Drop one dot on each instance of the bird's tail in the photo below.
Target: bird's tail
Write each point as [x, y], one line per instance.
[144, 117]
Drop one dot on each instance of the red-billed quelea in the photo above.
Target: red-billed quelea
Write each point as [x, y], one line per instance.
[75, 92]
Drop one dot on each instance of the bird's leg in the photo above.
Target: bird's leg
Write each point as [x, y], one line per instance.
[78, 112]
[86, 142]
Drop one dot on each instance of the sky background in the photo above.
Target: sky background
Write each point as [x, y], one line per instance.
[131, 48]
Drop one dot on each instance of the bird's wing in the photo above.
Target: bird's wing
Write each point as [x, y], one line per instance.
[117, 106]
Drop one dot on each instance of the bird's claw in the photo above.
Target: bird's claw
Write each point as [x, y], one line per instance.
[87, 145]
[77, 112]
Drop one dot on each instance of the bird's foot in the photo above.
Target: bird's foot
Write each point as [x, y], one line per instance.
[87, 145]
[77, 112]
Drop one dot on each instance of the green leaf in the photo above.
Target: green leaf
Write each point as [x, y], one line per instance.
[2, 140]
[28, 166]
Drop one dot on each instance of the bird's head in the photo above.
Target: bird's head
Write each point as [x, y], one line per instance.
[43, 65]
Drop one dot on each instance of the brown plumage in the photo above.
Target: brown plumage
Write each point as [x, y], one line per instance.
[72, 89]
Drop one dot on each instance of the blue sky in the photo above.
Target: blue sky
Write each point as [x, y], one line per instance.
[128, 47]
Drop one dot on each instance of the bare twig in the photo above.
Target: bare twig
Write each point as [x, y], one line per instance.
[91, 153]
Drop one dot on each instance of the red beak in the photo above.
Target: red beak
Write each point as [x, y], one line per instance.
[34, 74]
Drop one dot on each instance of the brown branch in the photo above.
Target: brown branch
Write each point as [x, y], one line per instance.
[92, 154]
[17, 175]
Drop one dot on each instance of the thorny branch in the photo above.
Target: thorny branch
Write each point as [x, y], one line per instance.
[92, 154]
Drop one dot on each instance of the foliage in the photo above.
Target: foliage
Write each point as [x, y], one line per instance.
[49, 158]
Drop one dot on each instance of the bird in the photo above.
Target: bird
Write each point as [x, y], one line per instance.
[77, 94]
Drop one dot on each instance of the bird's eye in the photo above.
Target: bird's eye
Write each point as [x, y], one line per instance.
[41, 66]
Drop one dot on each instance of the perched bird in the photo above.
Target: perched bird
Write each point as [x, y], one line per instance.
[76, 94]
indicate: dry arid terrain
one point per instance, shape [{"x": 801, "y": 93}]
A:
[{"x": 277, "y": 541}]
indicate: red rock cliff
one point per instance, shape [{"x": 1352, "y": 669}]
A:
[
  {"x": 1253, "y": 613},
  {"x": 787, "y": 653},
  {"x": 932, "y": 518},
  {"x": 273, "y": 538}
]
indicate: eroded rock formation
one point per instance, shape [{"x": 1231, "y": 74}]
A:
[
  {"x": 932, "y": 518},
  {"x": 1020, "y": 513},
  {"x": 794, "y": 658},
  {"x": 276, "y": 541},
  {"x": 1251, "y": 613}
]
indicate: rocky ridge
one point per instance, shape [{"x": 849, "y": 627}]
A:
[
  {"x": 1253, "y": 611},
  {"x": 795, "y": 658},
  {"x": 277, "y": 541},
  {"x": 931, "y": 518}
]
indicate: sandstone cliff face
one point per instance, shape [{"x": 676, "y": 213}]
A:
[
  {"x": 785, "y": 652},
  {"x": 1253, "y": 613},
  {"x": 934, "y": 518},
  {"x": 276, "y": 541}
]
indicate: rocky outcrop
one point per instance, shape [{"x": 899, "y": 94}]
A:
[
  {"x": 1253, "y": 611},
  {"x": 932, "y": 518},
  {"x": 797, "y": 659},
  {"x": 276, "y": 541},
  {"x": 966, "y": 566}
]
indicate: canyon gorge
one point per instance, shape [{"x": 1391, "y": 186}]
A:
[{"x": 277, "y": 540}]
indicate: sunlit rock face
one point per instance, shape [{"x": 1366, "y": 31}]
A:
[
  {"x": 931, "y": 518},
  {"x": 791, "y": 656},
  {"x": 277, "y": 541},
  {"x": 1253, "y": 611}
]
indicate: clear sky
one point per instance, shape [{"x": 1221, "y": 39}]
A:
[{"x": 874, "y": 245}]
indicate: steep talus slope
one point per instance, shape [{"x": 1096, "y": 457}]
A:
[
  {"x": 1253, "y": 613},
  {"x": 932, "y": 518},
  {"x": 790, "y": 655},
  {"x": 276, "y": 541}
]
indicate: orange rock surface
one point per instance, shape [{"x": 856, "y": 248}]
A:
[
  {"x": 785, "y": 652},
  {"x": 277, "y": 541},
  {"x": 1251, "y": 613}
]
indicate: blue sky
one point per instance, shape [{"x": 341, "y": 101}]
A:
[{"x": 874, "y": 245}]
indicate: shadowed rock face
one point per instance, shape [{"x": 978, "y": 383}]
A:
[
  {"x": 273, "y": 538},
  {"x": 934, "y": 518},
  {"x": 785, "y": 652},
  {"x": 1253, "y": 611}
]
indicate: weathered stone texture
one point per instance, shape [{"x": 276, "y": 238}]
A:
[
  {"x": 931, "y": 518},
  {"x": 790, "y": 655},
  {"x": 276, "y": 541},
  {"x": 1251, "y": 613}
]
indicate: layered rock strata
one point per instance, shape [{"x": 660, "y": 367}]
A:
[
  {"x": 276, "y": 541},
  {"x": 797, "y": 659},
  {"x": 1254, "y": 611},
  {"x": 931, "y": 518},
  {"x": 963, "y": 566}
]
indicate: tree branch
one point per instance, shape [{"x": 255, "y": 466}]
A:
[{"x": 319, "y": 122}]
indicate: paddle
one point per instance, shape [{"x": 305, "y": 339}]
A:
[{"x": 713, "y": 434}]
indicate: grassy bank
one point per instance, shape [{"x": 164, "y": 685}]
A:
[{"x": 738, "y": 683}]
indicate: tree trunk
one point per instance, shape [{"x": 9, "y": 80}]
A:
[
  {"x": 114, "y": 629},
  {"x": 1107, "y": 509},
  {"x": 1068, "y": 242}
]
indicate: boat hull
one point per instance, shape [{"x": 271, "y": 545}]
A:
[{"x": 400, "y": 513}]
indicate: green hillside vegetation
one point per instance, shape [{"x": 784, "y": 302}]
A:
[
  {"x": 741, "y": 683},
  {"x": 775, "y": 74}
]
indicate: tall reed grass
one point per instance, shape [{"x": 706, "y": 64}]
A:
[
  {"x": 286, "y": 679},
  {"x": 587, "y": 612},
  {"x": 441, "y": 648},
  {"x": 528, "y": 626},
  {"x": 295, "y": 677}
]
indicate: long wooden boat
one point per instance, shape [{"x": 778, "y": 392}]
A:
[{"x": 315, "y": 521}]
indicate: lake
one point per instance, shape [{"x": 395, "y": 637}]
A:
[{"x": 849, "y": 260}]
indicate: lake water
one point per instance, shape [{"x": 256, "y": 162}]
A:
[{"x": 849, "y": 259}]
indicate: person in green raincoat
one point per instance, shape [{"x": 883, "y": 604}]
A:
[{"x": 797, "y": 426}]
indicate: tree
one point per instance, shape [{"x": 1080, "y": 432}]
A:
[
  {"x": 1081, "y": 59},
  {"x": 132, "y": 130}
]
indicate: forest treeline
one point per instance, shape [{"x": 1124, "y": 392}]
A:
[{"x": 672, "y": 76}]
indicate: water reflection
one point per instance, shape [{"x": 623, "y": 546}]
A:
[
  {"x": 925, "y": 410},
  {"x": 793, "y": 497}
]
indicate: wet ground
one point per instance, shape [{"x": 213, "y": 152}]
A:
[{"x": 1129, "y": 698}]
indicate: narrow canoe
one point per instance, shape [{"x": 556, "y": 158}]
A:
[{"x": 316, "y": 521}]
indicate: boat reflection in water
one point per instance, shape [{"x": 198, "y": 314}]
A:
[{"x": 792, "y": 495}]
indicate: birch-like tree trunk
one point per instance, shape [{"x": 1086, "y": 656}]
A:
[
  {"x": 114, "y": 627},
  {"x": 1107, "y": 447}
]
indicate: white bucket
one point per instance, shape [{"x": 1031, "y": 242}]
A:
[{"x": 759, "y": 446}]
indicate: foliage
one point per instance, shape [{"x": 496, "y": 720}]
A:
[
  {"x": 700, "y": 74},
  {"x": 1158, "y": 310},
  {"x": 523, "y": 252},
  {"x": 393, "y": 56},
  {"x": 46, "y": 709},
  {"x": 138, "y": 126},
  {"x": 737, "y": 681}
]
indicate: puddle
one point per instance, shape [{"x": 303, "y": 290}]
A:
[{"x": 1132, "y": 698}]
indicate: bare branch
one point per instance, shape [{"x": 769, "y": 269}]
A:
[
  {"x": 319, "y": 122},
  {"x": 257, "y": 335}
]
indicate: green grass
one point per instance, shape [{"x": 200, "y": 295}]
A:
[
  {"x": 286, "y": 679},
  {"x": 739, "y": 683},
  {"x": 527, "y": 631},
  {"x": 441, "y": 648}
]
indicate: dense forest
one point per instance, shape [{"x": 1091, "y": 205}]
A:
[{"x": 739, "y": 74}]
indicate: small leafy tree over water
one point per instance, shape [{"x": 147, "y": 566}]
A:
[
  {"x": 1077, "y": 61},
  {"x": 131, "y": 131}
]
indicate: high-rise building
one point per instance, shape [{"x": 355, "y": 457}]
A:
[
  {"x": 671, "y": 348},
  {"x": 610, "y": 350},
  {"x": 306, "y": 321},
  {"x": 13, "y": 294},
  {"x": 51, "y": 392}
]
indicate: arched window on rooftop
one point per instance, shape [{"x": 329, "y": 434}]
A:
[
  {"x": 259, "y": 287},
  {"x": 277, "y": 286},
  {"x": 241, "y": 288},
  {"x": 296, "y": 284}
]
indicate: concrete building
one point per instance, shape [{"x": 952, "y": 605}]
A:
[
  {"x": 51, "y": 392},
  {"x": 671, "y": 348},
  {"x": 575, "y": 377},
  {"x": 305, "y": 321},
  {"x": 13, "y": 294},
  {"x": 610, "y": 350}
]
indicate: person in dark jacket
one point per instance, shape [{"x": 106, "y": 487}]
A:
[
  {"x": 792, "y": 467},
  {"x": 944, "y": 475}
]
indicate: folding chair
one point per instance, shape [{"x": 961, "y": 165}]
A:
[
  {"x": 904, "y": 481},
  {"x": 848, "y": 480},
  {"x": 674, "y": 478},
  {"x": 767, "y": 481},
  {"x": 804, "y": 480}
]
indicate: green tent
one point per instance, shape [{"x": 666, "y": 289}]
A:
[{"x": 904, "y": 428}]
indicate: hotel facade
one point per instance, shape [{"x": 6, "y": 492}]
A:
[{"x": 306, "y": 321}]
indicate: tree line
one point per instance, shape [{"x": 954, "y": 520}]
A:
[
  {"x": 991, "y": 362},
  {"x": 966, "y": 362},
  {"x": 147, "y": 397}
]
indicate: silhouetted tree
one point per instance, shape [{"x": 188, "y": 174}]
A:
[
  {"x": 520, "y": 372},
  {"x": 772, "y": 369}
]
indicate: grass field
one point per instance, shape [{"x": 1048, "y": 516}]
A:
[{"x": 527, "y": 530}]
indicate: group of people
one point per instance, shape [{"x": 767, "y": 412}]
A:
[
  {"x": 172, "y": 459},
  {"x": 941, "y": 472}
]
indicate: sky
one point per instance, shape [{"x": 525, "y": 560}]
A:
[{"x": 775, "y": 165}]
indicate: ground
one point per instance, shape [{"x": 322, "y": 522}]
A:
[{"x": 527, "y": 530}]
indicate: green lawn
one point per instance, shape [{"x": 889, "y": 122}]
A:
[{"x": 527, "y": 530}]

### What needs to be done
Find the line with "indicate: folding chair" in the listing above, then write out that line and each remaining line exactly, with no other text.

### Exercise output
indicate: folding chair
one point per instance, shape [{"x": 961, "y": 165}]
A:
[
  {"x": 904, "y": 481},
  {"x": 848, "y": 480},
  {"x": 674, "y": 478},
  {"x": 767, "y": 481},
  {"x": 804, "y": 480}
]
indicate: green tent
one point per instance, shape [{"x": 666, "y": 289}]
A:
[{"x": 904, "y": 428}]
indicate: hotel facade
one point per instance, shape [{"x": 6, "y": 492}]
A:
[{"x": 306, "y": 321}]
indicate: tree line
one point per instance, shape [{"x": 954, "y": 520}]
A:
[
  {"x": 991, "y": 362},
  {"x": 966, "y": 362},
  {"x": 147, "y": 397}
]
indicate: silhouetted tree
one point per instance, shape [{"x": 188, "y": 174}]
A:
[
  {"x": 520, "y": 372},
  {"x": 772, "y": 369}
]
indicate: grass field
one point per instance, shape [{"x": 1048, "y": 516}]
A:
[{"x": 527, "y": 530}]
indicate: group of people
one point per instance, shape [{"x": 767, "y": 412}]
A:
[
  {"x": 172, "y": 459},
  {"x": 941, "y": 472}
]
indicate: sky
one point per instance, shape [{"x": 525, "y": 560}]
A:
[{"x": 775, "y": 165}]
indicate: ground
one point per instance, shape [{"x": 322, "y": 522}]
A:
[{"x": 527, "y": 530}]
indicate: green lawn
one point per instance, shape [{"x": 889, "y": 122}]
A:
[{"x": 527, "y": 530}]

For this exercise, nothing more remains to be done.